[Collected data entries]
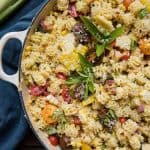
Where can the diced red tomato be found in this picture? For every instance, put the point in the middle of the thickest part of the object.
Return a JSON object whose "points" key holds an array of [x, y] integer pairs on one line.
{"points": [[110, 82], [125, 57], [77, 121], [72, 10], [127, 3], [54, 140], [66, 95], [113, 44], [61, 75], [144, 45], [122, 119]]}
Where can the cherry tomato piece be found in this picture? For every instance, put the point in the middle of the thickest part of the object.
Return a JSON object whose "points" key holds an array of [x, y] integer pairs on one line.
{"points": [[54, 140], [77, 121], [127, 3], [72, 11], [122, 119], [61, 75]]}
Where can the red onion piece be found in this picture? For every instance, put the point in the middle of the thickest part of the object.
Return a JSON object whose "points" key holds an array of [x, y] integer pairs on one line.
{"points": [[72, 11], [141, 109]]}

_WORK REQUIRED_:
Repeat the lines of every item above word for word, leaving out the pictures.

_ANSWER IN FULL_:
Where can the diced red tomato be found in this picture? For every instance, put the point in the middle of the thickest part of the object.
Return a JSON object whose "points" key holds an array of [x, y] integer pairs on one line.
{"points": [[110, 82], [125, 57], [77, 121], [72, 10], [127, 3], [54, 140], [66, 95], [113, 44], [61, 75], [144, 45], [122, 119]]}
Where can the cherry tomato piece be found in this picture? For every instance, put the point in the middle of the thickest part of the object.
Return a JSON object whose "points" key holds an array of [x, y] integer pairs on one line.
{"points": [[54, 140], [77, 121], [127, 3], [72, 11], [122, 119], [61, 75]]}
Where can the red onion piece be found in this picture? For every instance, put the point in the middle of the thickest part of the object.
Return a JSON object whose "points" key holds an array of [x, y] integer pairs on one line.
{"points": [[72, 11], [141, 109]]}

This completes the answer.